# TEXTO DE ORIGEM
◆ ◆ ◆ ◆ ◆ ◆ ◆
No entanto, governos de todo o mundo buscam
soluções para o Jogo da Velha, quando a partida é de Xadrez. Os ditos
estrategistas, de todos os quadrantes, concentrados em saída fáceis e
populistas, só veem um passo à frente. Para eles, mascarar a inflação, ao
reduzir temporariamente certos impostos, aliviaria a gravidade da crise. Pode
ser. Mas por quatro ou cinco meses, se tanto.
O problema é que o movimento das peças
(políticas e econômicas) exige a análise de benefícios e custos para várias
jogadas adiante, mas ninguém quer saber. As ações improvisadas que, no geral,
relaxam o rigor do controle das contas públicas, comprometem o crescimento do
PIB.
A sensação é de descontrole, como o trem a
descer um trecho de ferrovia com declive acentuado. Seus freios foram
abandonados. Muitos, os mais pobres, ficarão pelo caminho, sob vagões tombados.
◆ ◆ ◆ ◆ ◆ ◆ ◆
# EXTRATO DE DADOS
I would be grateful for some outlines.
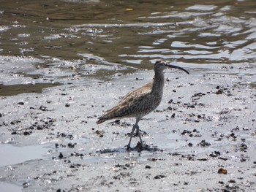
◆ ◆ ◆ ◆ ◆ ◆ ◆
# EXERCÍCIO PROPOSTO 1
Segundo o texto sobre a crise econômica, por quanto tempo a redução temporária de certos impostos poderia aliviar a gravidade da crise?
# EXERCÍCIO PROPOSTO 2
Escreva a continuação do texto sobre a crise econômica a partir do ponto em que ele termina.

# RESPOSTA ESCRITA 1
Por quatro ou cinco meses, se tanto.

# RESPOSTA ESCRITA 2
O ambiente político, cercado de ódio,
destrói as pontes necessárias para o desenho de um novo contrato social e das
reformas, úteis para pôr o trem (a economia) novamente nos trilhos. A economia,
aliás, foi penhorada. O Congresso Nacional é seu agente de custódia. E um
terrível custodiante.
O processo de banalização das mudanças na
Constituição faz seu trabalho. Só em 2022 já são mais de dez propostas de
emendas constitucionais (PECs). Algumas com apelidos interessantes: “PEC
Kamikaze”, “do desespero”, “da bondade” e outras variantes. E é Kamikaze
porque, lá na frente, o cenário é de suicídio. Aprovadas quase por unanimidade,
sinalizam um feedback negativo. Ao prevalecer o vale-tudo, as instituições
sairão ainda mais enfraquecidas, com a consequente elevação do risco-país.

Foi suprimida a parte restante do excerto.